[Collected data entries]
::::::
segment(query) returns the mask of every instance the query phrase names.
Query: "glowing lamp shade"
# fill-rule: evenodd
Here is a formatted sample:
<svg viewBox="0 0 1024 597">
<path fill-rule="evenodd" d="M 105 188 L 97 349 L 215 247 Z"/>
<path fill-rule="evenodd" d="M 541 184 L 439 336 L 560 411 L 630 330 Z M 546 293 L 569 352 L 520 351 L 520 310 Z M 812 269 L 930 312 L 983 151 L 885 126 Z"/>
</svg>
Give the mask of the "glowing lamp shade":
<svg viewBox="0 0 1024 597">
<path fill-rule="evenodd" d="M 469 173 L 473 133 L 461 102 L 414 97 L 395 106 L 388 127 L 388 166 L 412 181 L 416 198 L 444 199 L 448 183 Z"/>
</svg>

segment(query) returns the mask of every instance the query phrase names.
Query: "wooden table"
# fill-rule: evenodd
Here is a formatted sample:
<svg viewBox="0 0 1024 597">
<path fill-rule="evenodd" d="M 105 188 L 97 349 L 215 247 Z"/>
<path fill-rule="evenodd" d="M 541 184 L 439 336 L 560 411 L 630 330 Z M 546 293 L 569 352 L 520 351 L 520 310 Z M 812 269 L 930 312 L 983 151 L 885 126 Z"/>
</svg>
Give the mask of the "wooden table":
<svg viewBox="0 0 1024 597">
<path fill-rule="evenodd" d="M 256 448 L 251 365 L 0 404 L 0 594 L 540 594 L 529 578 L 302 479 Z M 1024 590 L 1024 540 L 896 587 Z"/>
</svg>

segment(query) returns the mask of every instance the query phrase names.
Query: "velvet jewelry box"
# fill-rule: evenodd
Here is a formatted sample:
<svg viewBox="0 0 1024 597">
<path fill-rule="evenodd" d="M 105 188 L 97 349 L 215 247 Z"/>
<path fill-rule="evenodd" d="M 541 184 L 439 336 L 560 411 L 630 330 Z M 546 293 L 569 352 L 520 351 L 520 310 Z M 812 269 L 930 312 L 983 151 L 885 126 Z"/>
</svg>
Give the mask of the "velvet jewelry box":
::::::
Exercise requirements: From the first line to the last, reproduce the data exactly.

Exercise output:
segment(query) returns the mask of every instance the query phrase names.
Query: "glowing lamp shade"
# fill-rule: evenodd
Here is a formatted sample:
<svg viewBox="0 0 1024 597">
<path fill-rule="evenodd" d="M 105 188 L 97 349 L 215 247 Z"/>
<path fill-rule="evenodd" d="M 541 184 L 439 336 L 560 411 L 630 330 Z M 546 293 L 569 352 L 520 351 L 520 310 Z M 812 269 L 930 312 L 983 151 L 885 126 Z"/>
</svg>
Give the mask of the "glowing lamp shade":
<svg viewBox="0 0 1024 597">
<path fill-rule="evenodd" d="M 469 173 L 473 133 L 461 102 L 414 97 L 395 106 L 388 127 L 388 166 L 412 181 L 416 198 L 444 199 L 448 183 Z"/>
</svg>

segment(query) returns the mask of every instance the query phrase names.
Query: "wooden table"
# fill-rule: evenodd
Here is a formatted sample:
<svg viewBox="0 0 1024 597">
<path fill-rule="evenodd" d="M 105 188 L 97 349 L 215 247 Z"/>
<path fill-rule="evenodd" d="M 541 184 L 439 336 L 560 411 L 630 330 Z M 546 293 L 569 352 L 520 351 L 520 310 Z M 812 269 L 930 312 L 983 151 L 885 126 Z"/>
</svg>
Give the mask of the "wooden table":
<svg viewBox="0 0 1024 597">
<path fill-rule="evenodd" d="M 256 448 L 251 365 L 0 404 L 0 594 L 540 594 L 529 578 L 302 479 Z M 1024 590 L 1024 540 L 896 587 Z"/>
</svg>

segment(query) returns the mask of every instance the query phrase names.
Query: "velvet jewelry box"
# fill-rule: evenodd
Here is a formatted sample:
<svg viewBox="0 0 1024 597">
<path fill-rule="evenodd" d="M 105 188 L 97 349 L 215 247 Z"/>
<path fill-rule="evenodd" d="M 541 184 L 439 336 L 560 411 L 630 330 Z M 546 293 L 569 352 L 520 351 L 520 310 Z M 812 269 L 930 312 L 983 151 L 885 126 Z"/>
</svg>
Give the mask of the "velvet jewelry box":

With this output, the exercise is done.